> [Your instructions]
The answer must consist of every line from the data that holds the string "exact".

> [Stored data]
★ ★ ★ ★ ★ ★ ★

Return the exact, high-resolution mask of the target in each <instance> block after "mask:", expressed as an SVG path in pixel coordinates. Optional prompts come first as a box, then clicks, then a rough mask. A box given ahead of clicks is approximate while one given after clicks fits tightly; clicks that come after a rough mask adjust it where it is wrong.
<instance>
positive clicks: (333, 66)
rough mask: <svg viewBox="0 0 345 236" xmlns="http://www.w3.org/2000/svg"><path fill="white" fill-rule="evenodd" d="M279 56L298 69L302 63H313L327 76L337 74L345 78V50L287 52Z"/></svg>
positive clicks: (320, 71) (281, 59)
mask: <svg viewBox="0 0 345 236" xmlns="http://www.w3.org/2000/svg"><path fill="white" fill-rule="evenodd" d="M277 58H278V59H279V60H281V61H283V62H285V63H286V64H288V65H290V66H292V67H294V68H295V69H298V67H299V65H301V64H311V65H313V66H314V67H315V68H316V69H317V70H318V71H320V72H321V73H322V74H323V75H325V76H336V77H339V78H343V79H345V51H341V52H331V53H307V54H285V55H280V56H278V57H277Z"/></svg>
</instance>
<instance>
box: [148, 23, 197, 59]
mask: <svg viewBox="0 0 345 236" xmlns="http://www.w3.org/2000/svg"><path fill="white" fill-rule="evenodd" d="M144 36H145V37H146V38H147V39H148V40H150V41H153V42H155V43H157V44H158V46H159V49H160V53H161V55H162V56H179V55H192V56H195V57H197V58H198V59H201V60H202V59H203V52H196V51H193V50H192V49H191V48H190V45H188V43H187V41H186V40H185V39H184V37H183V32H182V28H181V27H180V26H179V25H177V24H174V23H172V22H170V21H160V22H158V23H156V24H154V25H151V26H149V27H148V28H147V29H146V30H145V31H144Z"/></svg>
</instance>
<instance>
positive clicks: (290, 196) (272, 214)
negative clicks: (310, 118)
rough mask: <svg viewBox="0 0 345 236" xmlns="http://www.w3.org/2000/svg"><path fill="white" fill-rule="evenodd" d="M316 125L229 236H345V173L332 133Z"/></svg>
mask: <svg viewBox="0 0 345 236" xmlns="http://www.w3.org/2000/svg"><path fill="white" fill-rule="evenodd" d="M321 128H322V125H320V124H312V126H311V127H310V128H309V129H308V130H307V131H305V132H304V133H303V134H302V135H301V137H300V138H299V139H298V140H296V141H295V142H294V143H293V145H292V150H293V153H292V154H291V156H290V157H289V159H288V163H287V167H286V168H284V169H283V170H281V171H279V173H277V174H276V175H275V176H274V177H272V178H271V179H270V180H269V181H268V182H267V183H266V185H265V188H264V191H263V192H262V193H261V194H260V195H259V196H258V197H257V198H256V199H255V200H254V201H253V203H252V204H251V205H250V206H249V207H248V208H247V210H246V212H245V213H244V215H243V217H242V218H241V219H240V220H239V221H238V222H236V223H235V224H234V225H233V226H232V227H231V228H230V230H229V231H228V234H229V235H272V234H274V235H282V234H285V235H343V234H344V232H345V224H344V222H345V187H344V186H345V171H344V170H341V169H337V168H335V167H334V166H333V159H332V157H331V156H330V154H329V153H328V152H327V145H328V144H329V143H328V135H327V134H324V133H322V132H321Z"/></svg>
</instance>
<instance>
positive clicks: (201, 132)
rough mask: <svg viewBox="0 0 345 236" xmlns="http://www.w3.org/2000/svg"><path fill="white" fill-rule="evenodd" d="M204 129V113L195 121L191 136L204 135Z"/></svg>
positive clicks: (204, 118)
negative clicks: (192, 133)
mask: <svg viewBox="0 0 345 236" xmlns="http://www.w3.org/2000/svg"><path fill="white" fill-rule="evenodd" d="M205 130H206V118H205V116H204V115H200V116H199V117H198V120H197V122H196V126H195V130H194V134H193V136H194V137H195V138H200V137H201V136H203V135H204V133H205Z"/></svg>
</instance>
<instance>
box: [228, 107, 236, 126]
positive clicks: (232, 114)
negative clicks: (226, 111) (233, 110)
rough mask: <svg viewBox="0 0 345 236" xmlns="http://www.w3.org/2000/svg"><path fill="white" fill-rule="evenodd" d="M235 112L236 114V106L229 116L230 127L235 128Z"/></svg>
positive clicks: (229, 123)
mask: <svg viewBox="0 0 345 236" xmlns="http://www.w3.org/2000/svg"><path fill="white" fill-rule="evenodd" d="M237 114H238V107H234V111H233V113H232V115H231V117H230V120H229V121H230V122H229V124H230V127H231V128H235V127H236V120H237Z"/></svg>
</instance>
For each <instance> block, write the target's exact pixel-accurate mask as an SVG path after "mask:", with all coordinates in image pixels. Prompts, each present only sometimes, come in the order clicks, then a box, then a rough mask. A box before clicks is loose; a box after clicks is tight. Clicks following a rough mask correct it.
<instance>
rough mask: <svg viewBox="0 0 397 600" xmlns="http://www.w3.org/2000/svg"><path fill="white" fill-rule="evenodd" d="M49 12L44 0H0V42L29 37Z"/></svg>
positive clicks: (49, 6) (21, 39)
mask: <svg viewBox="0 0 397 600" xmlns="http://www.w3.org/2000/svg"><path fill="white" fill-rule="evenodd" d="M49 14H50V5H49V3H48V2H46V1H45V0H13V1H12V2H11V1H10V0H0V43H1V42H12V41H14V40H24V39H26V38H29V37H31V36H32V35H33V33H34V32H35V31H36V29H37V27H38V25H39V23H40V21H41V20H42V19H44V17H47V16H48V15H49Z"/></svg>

★ ★ ★ ★ ★ ★ ★

> [Task answer]
Return the exact, high-resolution mask of the target in each <instance> block after "mask:", expressed as an SVG path in pixel coordinates. Optional prompts come first as a box, then clicks, then a rough mask. A box given ahead of clicks is approximate while one given after clicks fits tightly; clicks that come after a rough mask adjust it where it is wrong.
For each <instance> block, write the target's exact pixel-accurate mask as an SVG path after "mask:", with all coordinates in image pixels. Prompts, each present only sometimes, come in the order clicks, then a box, then a rough mask. A box before clicks is loose; a box after clicks is tight. Clicks following a rough mask correct it.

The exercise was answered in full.